__Job__. Update the Diane Curry interview, starting with "1983 - Mikado" and going on through "as La Cieca.", so that "Mikado" reads "The Mikado".

BD:   So, you’re very conscious of the guy out there in the pit?

Curry:   Absolutely.  Some conductors are not used to having to control the stage.  They’re used to the prompter controlling the stage, so they don’t want to do a lot of cueing.  But still, I learned to do that.  That’s just how I grew up.

*     *     *     *     *

BD:   Are there any other Wagner parts on the horizon?

Curry:   No, not for the moment.  I have my eye on Ortrud.  It’s a wonderful role, and I would like to do it, but I have to wait and see if I can sing the two curses easily without screaming.  It’s a similar problem to Amneris in the
‘Judgment Scene in Aïda.  She’s at her highest in her voice when she’s at her most intense acting-wise.  She’s at her most angry.  It’s easy to sing all that as long as you are staying cool.  But the minute you wind up and start [demonstrates anger at the top of her voice] with your larynx up in your nose, you can’t do it.  So I’ll have to see, but not just yet.  I always thought I would love to do Kundry, but that’s really a soprano piece which has a lot of middle voice.  There are some pages that are real soprano writing, and a couple of my mezzo colleagues can do it very well.  But I’m going to have to look that one over.  It breaks my heart, but I think I will not do her.

Diane Curry at Lyric Opera of Chicago

1979 - Andrea Chénier (Madelon) -- with Domingo, Marton, Bruson, Sharon Graham/White, Kuhlmann, Voketaitis, Gordon; Bartoletti, Gobbi, Samaritani

1982 - Luisa Miller (Federica) -- with Shade, Ciannella, Brendel, Sharon Graham, Kavrakos, Washington; Gómez-Martínez, Merrill

1983 - Mikado (Katisha) -- with Harman-Gulick, Rosenshein, Wildermann, Adams; Smith, Sellars

1986-87 - La Gioconda (Cieca) -- with Dimitrova, Ciannella, Milcheva, Welker, Plishka; Bartoletti, Crivelli

BD:   Your role here in Chicago this time in Gioconda as La Cieca.

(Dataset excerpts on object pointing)

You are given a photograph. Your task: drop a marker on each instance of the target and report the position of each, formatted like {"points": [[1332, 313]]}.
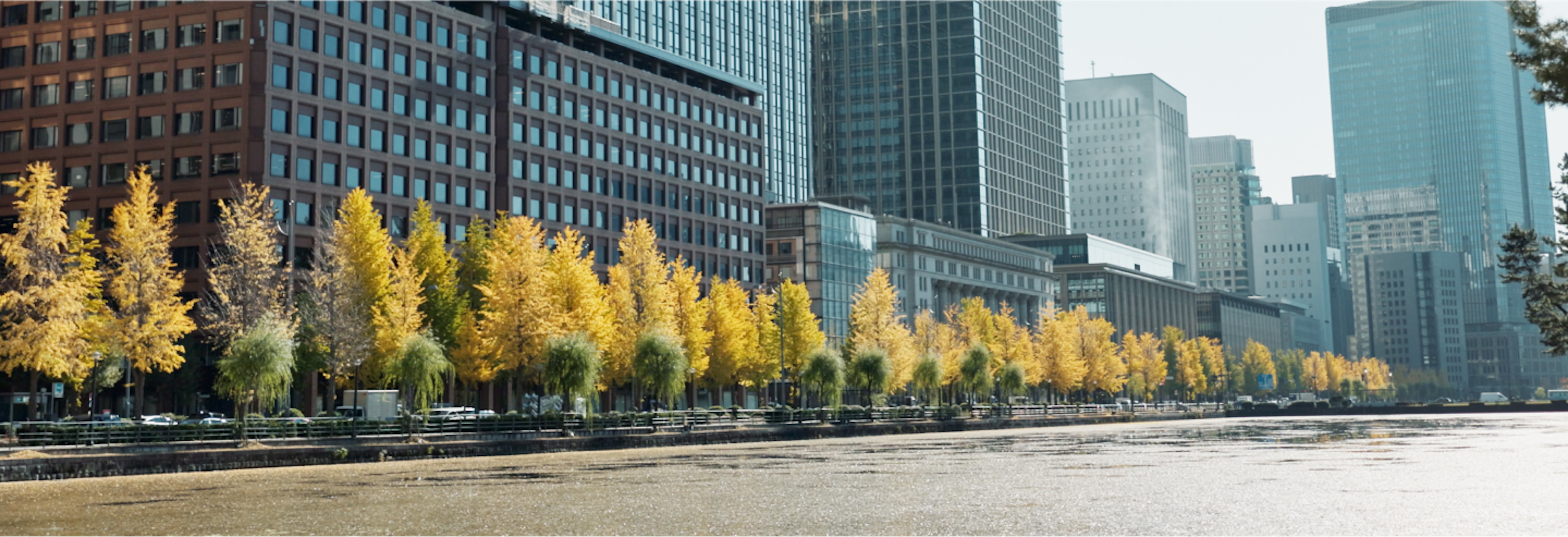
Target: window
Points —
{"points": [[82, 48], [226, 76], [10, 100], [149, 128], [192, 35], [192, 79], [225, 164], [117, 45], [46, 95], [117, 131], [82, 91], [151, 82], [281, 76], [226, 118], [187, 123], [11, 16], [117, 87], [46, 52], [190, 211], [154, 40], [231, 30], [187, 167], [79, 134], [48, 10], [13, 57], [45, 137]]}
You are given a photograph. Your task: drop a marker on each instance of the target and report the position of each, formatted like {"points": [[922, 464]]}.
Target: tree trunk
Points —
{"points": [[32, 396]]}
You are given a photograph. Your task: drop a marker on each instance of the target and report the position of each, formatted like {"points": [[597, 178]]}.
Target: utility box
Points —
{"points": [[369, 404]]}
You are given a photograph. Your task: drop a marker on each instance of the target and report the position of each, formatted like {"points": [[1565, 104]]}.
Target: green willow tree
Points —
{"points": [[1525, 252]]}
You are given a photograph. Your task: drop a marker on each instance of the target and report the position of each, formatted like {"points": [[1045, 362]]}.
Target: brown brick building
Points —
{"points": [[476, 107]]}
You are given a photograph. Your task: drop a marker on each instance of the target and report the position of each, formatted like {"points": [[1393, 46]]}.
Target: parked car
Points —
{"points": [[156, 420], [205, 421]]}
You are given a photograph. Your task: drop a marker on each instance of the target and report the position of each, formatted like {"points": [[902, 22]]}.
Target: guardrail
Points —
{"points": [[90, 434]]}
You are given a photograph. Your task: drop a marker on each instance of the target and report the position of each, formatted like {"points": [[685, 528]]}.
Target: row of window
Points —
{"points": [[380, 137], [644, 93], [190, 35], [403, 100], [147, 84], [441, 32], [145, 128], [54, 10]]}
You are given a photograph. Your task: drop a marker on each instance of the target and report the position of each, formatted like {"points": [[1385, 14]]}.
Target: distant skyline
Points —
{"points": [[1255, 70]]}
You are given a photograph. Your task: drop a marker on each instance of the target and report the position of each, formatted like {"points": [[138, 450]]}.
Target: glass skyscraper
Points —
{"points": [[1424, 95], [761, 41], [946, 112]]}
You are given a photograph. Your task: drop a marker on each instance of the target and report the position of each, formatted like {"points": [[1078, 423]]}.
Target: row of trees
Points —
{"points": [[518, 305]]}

__Written answer__.
1983 - The Mikado (Katisha) -- with Harman-Gulick, Rosenshein, Wildermann, Adams; Smith, Sellars

1986-87 - La Gioconda (Cieca) -- with Dimitrova, Ciannella, Milcheva, Welker, Plishka; Bartoletti, Crivelli

BD:   Your role here in Chicago this time in Gioconda as La Cieca.